— Document text —

## START

Many of the characters were Irish Catholics from Baltimore and rooted for the Colts or the Ravens and sometimes the Redskins. You had your occasional token African-American or Japanese-American, in one case an ugly F-15 jet fighter pilot who was a woman.

The bad guys were carbon copies of fascists, commies and cruel-hearted dictators. At the time when his first novels were coming out, I was posted in the Soviet Union as a news correspondent. They made for great and light reading on the long plane rides over.

But once I got to know more about Moscow and other Evil Empire spots, I realized just how goofy Clancy really was. Real Russians didn’t talk the way he set up his dialogue. The timing was also way off. “The Cardinal of the Kremlin”of the 1980s  was based on 1960s master spy Oleg Penkovsky who was executed around the time of the Cuban Missile Crisis. One hotshot, female CIA operative who got the eye for cheering her son on at a Moscow hockey game was actually based on a real CIA officer who got caught in a much more mundane way by  sloppily leaving secrets near a major rail bridge over the Moscow River.

One problem was that Clancy was stealing examples from years before as the Soviet Union was changing extremely quickly and then crumbling. I always made that connection when I tucked my over-heated Clancy novel away in my bag when I landed at Moscow’s Sheremetyevo Airport and faced the passport and customs control officials of what was really a Third World country (albeit one with rockets).

For that matter, Clancy’s “SOSUS” network  of underwater microphones spanning the Atlantic in the 1980s to listen for Russian submarines had actually been set up in the 1950s.

## END

— To do —
Please print the Clancy passage in full, word for word.

— Data listing —
## START

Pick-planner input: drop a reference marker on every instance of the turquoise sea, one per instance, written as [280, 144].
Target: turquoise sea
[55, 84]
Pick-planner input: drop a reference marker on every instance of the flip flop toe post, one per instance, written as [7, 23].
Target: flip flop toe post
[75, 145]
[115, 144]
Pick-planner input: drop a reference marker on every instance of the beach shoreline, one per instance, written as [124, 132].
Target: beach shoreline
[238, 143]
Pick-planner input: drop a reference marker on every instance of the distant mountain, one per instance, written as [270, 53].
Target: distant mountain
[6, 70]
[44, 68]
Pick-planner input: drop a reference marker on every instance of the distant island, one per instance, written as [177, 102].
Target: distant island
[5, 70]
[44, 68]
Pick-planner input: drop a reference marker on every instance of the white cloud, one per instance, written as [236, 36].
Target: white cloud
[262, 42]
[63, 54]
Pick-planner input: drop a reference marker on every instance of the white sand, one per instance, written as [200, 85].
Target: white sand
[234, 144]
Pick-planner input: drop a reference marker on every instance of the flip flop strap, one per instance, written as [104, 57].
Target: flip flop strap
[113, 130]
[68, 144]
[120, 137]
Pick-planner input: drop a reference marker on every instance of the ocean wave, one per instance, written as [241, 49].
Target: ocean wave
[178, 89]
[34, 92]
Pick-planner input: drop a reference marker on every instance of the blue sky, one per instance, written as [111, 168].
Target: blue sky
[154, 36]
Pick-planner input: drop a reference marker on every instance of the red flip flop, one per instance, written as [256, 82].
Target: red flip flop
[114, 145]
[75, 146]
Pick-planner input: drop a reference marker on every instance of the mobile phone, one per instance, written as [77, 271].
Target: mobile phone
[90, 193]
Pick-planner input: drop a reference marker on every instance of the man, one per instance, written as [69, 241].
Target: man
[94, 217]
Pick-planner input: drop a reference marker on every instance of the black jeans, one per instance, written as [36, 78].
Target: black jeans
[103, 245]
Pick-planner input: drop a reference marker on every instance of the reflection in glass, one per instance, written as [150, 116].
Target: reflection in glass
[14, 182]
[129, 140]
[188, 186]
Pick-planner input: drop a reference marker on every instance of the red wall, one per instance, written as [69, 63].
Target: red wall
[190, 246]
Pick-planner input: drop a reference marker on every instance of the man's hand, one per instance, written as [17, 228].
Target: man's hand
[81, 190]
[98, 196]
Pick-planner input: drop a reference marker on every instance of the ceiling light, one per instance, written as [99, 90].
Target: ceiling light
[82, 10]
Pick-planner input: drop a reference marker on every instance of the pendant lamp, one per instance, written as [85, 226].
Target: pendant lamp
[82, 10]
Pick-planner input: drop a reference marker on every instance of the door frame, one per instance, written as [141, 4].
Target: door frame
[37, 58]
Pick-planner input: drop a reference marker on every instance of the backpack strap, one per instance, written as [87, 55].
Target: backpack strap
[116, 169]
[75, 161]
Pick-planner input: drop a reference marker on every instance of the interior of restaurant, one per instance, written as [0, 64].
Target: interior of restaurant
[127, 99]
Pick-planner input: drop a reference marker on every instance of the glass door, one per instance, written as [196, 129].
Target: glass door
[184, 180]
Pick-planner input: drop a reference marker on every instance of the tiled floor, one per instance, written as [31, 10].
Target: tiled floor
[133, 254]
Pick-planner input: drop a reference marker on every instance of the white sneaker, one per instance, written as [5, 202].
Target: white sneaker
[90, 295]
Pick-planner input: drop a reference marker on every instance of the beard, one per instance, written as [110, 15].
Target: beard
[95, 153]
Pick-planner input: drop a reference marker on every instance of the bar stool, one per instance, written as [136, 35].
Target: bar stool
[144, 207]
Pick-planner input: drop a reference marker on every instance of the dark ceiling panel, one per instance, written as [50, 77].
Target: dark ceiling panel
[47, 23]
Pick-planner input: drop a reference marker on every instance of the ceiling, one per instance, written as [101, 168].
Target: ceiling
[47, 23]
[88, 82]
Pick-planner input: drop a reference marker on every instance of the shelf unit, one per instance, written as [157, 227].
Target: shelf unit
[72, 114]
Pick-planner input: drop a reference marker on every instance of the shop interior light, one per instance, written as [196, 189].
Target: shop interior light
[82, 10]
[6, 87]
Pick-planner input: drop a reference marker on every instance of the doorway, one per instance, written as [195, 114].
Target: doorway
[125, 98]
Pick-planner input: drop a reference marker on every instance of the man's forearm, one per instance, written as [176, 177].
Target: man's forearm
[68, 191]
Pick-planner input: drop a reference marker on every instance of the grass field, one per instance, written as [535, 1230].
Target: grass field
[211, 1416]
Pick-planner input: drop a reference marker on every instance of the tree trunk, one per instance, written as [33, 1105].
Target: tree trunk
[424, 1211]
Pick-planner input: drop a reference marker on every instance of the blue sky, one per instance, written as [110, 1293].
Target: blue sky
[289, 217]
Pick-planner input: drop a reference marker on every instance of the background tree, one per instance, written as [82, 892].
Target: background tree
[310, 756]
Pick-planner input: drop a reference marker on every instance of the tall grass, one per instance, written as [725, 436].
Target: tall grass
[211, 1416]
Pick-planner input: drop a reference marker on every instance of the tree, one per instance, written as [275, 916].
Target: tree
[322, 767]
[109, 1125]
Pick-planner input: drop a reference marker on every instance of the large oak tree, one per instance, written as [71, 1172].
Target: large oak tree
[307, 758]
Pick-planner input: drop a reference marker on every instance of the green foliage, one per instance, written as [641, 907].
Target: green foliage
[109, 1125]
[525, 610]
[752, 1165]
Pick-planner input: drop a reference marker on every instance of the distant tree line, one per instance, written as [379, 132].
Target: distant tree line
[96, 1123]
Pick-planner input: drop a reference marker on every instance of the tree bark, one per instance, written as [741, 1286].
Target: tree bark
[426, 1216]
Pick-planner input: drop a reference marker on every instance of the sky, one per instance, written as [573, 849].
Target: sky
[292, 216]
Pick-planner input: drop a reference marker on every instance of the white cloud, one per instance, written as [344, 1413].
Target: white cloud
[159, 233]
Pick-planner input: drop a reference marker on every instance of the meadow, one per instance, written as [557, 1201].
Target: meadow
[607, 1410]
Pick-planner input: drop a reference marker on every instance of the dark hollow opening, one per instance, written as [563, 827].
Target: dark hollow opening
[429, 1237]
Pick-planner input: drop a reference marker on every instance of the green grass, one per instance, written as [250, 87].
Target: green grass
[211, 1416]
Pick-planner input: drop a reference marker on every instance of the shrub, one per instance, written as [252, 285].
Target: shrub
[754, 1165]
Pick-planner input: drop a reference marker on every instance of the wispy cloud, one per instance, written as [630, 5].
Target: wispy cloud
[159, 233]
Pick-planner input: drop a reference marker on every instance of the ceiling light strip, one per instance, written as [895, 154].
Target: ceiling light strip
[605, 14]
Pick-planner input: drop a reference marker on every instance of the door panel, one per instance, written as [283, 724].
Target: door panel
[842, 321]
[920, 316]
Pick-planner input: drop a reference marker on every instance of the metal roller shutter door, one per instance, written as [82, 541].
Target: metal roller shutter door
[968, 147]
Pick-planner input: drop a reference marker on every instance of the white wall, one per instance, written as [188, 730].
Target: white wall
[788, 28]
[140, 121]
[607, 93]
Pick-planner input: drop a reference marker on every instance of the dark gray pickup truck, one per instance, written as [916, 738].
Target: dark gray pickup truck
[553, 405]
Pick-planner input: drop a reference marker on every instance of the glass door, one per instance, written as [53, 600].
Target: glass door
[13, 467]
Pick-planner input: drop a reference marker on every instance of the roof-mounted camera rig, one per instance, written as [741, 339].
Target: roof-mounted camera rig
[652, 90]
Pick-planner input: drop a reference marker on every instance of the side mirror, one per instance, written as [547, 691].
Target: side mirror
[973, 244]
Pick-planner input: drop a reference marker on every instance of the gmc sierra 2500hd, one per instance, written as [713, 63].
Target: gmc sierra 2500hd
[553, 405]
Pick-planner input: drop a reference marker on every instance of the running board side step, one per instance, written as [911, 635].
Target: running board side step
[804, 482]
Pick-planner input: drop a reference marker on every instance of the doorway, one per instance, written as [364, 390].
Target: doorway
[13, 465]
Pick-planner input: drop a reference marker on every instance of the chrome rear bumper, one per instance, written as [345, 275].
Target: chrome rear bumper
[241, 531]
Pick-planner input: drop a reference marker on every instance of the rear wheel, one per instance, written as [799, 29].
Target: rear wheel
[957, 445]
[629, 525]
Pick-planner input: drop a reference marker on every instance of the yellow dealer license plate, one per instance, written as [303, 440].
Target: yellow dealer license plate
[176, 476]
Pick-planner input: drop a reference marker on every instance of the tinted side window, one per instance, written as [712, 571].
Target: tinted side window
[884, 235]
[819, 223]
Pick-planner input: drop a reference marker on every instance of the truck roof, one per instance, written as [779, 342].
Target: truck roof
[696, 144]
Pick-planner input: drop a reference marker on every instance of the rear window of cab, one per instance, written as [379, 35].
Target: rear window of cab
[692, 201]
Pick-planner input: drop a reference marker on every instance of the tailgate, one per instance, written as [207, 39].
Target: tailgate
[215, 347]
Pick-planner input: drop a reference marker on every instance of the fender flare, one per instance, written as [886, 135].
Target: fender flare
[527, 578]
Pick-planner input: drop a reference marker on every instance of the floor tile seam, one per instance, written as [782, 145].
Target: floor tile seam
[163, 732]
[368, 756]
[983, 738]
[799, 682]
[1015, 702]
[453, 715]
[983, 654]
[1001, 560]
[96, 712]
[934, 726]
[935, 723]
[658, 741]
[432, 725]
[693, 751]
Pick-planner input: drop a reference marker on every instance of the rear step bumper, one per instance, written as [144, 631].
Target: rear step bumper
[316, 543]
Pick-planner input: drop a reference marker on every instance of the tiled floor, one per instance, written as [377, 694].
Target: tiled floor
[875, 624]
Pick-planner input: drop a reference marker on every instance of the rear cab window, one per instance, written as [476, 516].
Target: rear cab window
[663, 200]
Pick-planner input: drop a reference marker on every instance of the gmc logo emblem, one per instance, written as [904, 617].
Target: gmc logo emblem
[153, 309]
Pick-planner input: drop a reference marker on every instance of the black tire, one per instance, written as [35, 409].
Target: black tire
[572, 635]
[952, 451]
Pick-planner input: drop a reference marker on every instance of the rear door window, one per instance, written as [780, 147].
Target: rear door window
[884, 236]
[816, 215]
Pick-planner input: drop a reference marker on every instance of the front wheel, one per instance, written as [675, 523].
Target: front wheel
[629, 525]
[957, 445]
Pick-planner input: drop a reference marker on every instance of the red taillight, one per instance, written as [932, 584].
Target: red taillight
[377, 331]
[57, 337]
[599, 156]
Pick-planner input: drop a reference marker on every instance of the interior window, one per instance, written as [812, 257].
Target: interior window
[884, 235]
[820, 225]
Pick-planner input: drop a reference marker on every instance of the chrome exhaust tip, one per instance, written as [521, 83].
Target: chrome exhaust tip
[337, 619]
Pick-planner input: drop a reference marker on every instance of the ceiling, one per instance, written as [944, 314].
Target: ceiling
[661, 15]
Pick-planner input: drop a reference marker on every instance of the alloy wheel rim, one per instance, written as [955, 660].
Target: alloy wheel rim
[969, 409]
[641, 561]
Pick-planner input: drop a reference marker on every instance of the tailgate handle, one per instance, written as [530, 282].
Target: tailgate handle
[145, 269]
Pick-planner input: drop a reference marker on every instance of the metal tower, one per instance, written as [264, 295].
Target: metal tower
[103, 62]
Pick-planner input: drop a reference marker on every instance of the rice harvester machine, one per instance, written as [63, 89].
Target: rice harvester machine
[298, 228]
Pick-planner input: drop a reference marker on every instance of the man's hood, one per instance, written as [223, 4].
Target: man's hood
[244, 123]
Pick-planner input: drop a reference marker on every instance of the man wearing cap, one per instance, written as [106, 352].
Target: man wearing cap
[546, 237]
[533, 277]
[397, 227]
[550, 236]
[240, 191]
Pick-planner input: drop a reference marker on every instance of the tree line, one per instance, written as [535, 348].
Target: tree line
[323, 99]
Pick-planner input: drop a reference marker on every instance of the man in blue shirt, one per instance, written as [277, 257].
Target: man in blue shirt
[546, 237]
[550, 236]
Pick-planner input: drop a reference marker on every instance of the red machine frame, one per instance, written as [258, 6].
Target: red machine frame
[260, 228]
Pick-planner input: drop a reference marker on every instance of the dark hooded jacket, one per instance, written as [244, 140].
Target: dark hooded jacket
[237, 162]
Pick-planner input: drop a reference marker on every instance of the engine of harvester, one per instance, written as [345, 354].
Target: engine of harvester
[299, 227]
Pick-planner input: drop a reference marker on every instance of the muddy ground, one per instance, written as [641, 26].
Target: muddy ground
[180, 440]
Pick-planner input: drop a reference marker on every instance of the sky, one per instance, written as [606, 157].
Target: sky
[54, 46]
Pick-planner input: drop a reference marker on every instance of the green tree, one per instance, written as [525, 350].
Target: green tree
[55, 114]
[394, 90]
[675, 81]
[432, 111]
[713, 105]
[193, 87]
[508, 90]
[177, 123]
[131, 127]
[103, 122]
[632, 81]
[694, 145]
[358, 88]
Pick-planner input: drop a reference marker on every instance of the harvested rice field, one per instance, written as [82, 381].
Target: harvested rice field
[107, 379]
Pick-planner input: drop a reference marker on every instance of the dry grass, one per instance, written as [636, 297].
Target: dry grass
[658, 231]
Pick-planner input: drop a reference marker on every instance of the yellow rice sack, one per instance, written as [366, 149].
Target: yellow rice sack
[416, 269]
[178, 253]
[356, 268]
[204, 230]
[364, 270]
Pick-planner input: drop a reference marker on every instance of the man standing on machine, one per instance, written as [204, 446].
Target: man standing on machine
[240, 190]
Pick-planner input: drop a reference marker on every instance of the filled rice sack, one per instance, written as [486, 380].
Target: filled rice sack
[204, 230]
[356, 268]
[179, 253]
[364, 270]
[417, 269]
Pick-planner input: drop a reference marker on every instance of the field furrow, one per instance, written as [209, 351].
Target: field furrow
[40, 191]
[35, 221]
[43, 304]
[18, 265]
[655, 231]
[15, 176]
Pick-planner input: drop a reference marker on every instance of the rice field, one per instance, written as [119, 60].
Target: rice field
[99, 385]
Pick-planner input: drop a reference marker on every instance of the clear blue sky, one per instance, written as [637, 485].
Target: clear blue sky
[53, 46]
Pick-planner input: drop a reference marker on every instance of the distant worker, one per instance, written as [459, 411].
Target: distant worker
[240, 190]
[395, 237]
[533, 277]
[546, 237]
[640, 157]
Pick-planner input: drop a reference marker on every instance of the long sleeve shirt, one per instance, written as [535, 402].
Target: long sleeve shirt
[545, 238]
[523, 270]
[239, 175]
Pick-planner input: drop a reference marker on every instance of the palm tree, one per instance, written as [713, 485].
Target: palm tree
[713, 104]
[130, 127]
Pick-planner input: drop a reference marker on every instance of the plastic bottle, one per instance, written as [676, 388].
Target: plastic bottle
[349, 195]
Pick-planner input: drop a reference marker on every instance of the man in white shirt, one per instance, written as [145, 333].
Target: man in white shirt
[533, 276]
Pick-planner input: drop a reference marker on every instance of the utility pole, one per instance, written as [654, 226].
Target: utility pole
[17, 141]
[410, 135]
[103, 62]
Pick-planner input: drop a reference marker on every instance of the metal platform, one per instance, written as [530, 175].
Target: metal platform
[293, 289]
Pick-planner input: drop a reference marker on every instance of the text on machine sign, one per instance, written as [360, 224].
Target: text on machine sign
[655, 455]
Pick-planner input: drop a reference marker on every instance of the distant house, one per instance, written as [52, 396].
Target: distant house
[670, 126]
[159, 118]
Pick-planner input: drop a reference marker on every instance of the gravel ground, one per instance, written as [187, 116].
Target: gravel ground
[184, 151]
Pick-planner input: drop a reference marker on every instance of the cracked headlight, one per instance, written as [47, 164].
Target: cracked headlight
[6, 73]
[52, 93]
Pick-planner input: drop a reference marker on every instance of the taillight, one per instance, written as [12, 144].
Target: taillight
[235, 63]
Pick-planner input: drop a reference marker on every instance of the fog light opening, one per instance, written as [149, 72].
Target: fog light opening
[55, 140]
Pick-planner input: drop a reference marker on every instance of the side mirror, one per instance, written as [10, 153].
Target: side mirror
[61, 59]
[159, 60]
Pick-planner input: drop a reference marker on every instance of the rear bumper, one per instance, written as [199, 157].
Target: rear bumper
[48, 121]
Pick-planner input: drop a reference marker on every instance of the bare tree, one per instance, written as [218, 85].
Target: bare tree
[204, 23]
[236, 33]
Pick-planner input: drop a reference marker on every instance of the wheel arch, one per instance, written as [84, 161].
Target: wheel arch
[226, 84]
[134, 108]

## END

— Final result —
Many of the characters were Irish Catholics from Baltimore and rooted for the Colts or the Ravens and sometimes the Redskins. You had your occasional token African-American or Japanese-American, in one case an ugly F-15 jet fighter pilot who was a woman.

The bad guys were carbon copies of fascists, commies and cruel-hearted dictators. At the time when his first novels were coming out, I was posted in the Soviet Union as a news correspondent. They made for great and light reading on the long plane rides over.

But once I got to know more about Moscow and other Evil Empire spots, I realized just how goofy Clancy really was. Real Russians didn’t talk the way he set up his dialogue. The timing was also way off. “The Cardinal of the Kremlin”of the 1980s  was based on 1960s master spy Oleg Penkovsky who was executed around the time of the Cuban Missile Crisis. One hotshot, female CIA operative who got the eye for cheering her son on at a Moscow hockey game was actually based on a real CIA officer who got caught in a much more mundane way by  sloppily leaving secrets near a major rail bridge over the Moscow River.

One problem was that Clancy was stealing examples from years before as the Soviet Union was changing extremely quickly and then crumbling. I always made that connection when I tucked my over-heated Clancy novel away in my bag when I landed at Moscow’s Sheremetyevo Airport and faced the passport and customs control officials of what was really a Third World country (albeit one with rockets).

For that matter, Clancy’s “SOSUS” network  of underwater microphones spanning the Atlantic in the 1980s to listen for Russian submarines had actually been set up in the 1950s.